---------- Textabschnitt

Das „Friedensprojekt“ EU steckt in der Zwickmühle. Auf der einen Seite wollen sich die Verwaltungsbeamten rund um Truchseß Juncker neuerdings irgendwie demokratiekompatibel geben, auf der anderen Seite spuckt ihnen der Wahlpöbel mal wieder gehörig in die Suppe.

In Spanien sind in diesen Tagen Bilder zu sehen, von denen man nicht weiß, ob man dabei an die Krim oder die Ostukraine denken soll. Das katalanische Volk will sein (übrigens im Völkerrecht verankertes) Grundrecht auf ein Referendum über seine Unabhängigkeit von Spanien wahrnehmen. Die demokratisch gewählte Vertretung der Autonomen Gemeinschaft Kataloniens hat dazu ein Gesetz verabschiedet, das die Modalitäten des Referendums regelt und dieses Referendum zum ersten Oktober angesetzt hat.
Und wie das so ist in einem „demokratischen“ Gebilde, haben prompt in Madrid die Parlamentarier der restlichen Regionen Spaniens mit überwältigender Mehrheit beschlossen, dass das illegal sei. Die drei Wölfe haben beschlossen, dass die Entscheidung des Schafes, nicht zum gemeinsamen Frühstück gehen zu wollen, automatisch zur gerechten Strafe des Gefressenwerdens führt.

Bis dahin roch das alles nach einer Politposse. Doch wie es scheint, wird es langsam ernst. Die Spanische Zentralregierung hat der Katalanischen Regierung die Guardia Civil, jene paramilitärische Zivilbehörde, die nicht erst seit ihrer unrühmlichen Rolle während des Franco-Faschismus und wegen ihres Versuches, danach per Putsch das Land zu übernehmen, besondere Beliebtheit genießt, auf den Hals geschickt. Regionalregierungsmitglieder wurden verhaftet, Stimmzettel konfisziert und vernichtet, Wahlbehörden mit Repressalien bedroht und über 700 katalanische Bürgermeister werden angeklagt und vor Gericht gestellt, weil sie öffentlich bekräftigt haben, für das Referendum zu sein. Dabei müssen sie nicht einmal pro Sezession eingestellt sein, allein die Befürwortung des Referendums reicht.

An diesem Punkt hat es bereits den Geruch türkischer Zustände. Demokratisch gewählte Volksvertreter eines Regionalparlamentes werden von der Zivilgarde der Zentralmacht in den Knast gesteckt, ihre Büros und Wohnungen durchfilzt, Stimmzettel zu einem Referendum vernichtet, Befürworter Repressalien ausgesetzt. Inzwischen gehen tausende Katalanen täglich auf die Straße.

--------------------
---------- Bereitgestelltes Material

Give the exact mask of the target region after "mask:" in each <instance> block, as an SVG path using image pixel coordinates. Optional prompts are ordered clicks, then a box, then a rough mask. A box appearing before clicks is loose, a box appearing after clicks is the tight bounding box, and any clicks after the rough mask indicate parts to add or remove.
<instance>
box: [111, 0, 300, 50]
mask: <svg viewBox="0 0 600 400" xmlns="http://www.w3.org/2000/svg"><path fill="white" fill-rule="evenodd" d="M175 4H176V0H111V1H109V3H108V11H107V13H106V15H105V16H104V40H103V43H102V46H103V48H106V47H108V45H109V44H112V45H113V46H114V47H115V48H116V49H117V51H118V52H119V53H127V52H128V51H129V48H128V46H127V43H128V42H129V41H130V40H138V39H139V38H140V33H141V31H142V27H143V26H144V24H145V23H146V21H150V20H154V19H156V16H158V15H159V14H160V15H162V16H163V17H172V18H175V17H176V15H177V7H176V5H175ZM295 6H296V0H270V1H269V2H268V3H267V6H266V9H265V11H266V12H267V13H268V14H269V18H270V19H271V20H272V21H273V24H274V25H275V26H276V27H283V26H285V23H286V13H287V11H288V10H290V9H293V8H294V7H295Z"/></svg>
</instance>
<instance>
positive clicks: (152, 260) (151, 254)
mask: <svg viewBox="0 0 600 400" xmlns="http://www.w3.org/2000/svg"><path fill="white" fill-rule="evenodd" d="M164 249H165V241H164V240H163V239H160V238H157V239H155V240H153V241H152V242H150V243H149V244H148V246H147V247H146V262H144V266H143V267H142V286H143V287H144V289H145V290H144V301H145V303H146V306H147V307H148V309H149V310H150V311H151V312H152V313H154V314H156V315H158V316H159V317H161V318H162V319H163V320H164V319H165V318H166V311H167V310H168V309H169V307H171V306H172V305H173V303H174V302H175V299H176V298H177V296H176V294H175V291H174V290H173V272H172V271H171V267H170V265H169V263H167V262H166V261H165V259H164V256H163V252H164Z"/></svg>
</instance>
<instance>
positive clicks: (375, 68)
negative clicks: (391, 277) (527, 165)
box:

--------------------

* **Zu lösende Aufgabe**
Schreiben Sie aus dem Text über das katalanische Referendum die Stelle zwischen „In Spanien sind“ und „Oktober angesetzt hat.“ einschließlich wortgetreu ab.

* **Antwort folgt**
In Spanien sind in diesen Tagen Bilder zu sehen, von denen man nicht weiß, ob man dabei an die Krim oder die Ostukraine denken soll. Das katalanische Volk will sein (übrigens im Völkerrecht verankertes) Grundrecht auf ein Referendum über seine Unabhängigkeit von Spanien wahrnehmen. Die demokratisch gewählte Vertretung der Autonomen Gemeinschaft Kataloniens hat dazu ein Gesetz verabschiedet, das die Modalitäten des Referendums regelt und dieses Referendum zum ersten Oktober angesetzt hat.